Problem details => Do any lines in the data below contain "Target"? If so, copy every one of them.

Excerpts from a dataset
-- Opening Marker --

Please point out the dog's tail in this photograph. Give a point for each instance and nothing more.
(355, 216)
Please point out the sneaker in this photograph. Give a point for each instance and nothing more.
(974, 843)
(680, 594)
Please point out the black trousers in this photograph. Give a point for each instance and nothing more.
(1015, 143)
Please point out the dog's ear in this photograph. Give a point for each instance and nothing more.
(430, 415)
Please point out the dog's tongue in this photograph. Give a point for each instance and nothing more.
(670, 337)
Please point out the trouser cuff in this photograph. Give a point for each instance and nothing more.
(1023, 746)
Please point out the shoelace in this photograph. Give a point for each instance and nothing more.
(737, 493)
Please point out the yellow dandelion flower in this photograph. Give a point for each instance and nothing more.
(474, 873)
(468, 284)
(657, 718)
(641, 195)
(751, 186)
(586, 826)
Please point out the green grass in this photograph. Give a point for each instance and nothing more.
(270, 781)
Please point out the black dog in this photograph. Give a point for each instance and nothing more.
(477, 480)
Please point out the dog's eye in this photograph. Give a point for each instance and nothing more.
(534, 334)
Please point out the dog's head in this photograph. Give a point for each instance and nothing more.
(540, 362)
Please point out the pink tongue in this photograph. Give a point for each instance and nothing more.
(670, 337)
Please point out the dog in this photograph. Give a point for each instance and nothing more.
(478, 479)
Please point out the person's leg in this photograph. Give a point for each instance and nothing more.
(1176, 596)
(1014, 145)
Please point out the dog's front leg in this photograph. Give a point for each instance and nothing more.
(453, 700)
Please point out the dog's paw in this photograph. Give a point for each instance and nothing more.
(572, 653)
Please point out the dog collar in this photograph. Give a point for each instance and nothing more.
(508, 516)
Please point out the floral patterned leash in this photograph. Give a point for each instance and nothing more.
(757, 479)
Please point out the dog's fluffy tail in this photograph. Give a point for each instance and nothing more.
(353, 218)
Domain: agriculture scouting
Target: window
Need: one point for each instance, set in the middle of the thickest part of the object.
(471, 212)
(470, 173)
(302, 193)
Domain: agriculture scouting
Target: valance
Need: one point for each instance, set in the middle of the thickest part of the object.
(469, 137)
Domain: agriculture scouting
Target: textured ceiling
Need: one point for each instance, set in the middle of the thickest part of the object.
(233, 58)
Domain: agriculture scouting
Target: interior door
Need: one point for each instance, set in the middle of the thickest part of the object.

-- Closing Marker --

Reply =>
Target: window
Target: valance
Target: textured ceiling
Target: interior door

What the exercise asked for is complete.